# Document extract
####################

And yet, and yet… Has the city really matched the progress made by its international equivalents? Any visitor to Barcelona must agree that Spain’s second city has outpaced Scotland’s. Is Glasgow as vibrant as Milan, as energetic as Lille? I have just returned from my second visit to Salt Lake City in 30 years. The last time was the month that Ronald Reagan was first inaugurated as US president. The transformation of the city centre over the period overwhelmed me. To counter the attraction of out-of-town retail the private sector was persuaded to build the City Creek Center, a mixed-use development with an upmarket shopping centre, office and residential buildings and extravagant fountains. All of this is under cover, protected from the summer heat by air-conditioning and from winter’s freezing temperature by central heating. Through it all runs a little river with planting on either side. The whole development covers three city blocks. The Center alone cost $1.5bn (£960,000) and is only part of an estimated $5bn sustainable design project to revitalise all of downtown. There is underground parking for 6,000 cars. Now, that’s ambitious.

By contrast, a walk yesterday through Glasgow city centre would suggest that not much has changed visually. The pedestrianisation is functional but not inspiring. The streets are still littered. No returning expat could argue that the place “has changed beyond all recognition”. You still have to dodge showers.

Unlike the States, cities in the UK have never properly addressed the challenge of weather. When I came back from my first experience of covered city centre shopping (Toronto’s Eaton Centre) I proposed roofing over Buchanan Street. It provided an interesting discussion point for a few weeks but nothing came of it. Thirty years on our city centres are still as the Victorians left them, while out-of-town centres enjoy the modern benefits of easy parking and protection from the wind and rain.

####################

# Material

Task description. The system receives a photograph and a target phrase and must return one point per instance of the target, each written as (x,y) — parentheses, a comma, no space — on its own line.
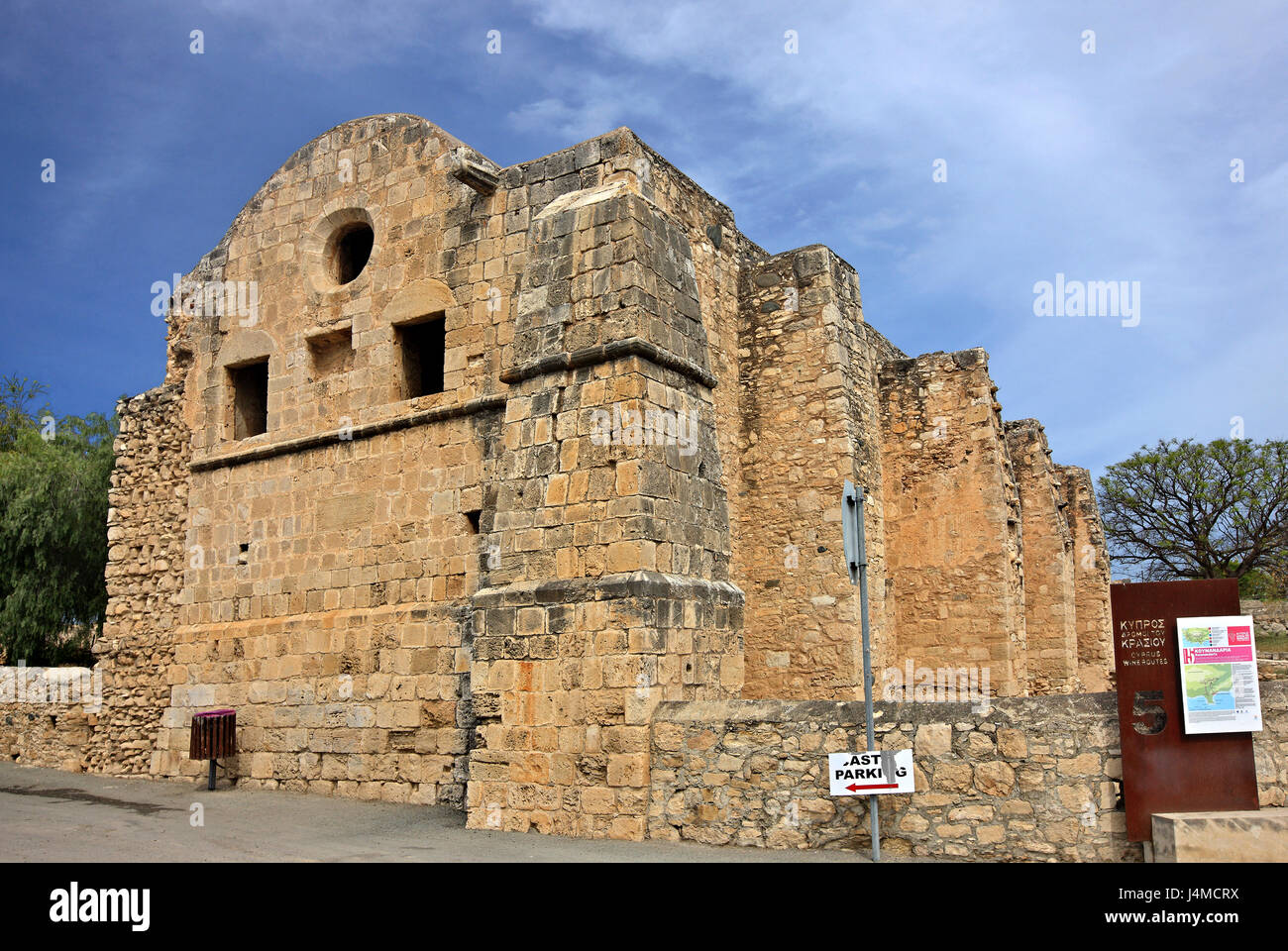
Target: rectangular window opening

####################

# Exercise
Carry on the commentary on Glasgow's city centre above, picking up right after its final sentence.

# Reply
It’s an unfair struggle. Yet when such a dramatic solution is put to today’s planners the reaction is even more negative. The reality is that our powerful conservation bodies would never countenance something which made city centre shopping more comfortable. The priority is to protect listed buildings, not help city centres survive. Look at the rage engendered by the proposal to move a few statues from George Square. Maybe Glasgow doesn’t want too much vision. It may be right. Certainly the upcoming BBC4 documentary on Robert Bruce who, in 1945, wanted to knock down Glasgow city centre is a warning that evangelists can often be wrong.

The function of the modern city manager is to produce costed and practical plans for gradual development. Glasgow is doing that, now having an agreed way forward. It may even be that the Salt Lake City model is out-of-date. Forecasts suggest the trend towards online shopping will accelerate. That, together with the continued strengthening of peripheral centres, will reduce retailers’ demand for city-centre space. The uses and purposes of city centres must be re-examined.

If we are ever going to overcome the opposition of conservationists to dramatic change we must change the rules of planning. Apart from speeding up the processing of major developments, the too rigid divisions between the various uses – residential, office, retail – must be broken down to allow more and better integrated mixed developments. Without this, the gap left by retailers will not be filled.

While it is comforting to read of the progress Glasgow has made and reassuring that development and management of the city centre is under active supervision, the sad fact is that most cities in the UK, especially Scottish cities, do not have the wealth to regenerate them as world centres. We have had our day. Like the glory that was Rome’s, Glasgow’s economic supremacy was of another era. We now point to our financial sector, tiny in world terms. We extol our educational establishments, slipping down the world league year after year. We can attract the Commonwealth Games but not the Olympics. We can’t afford another Dali.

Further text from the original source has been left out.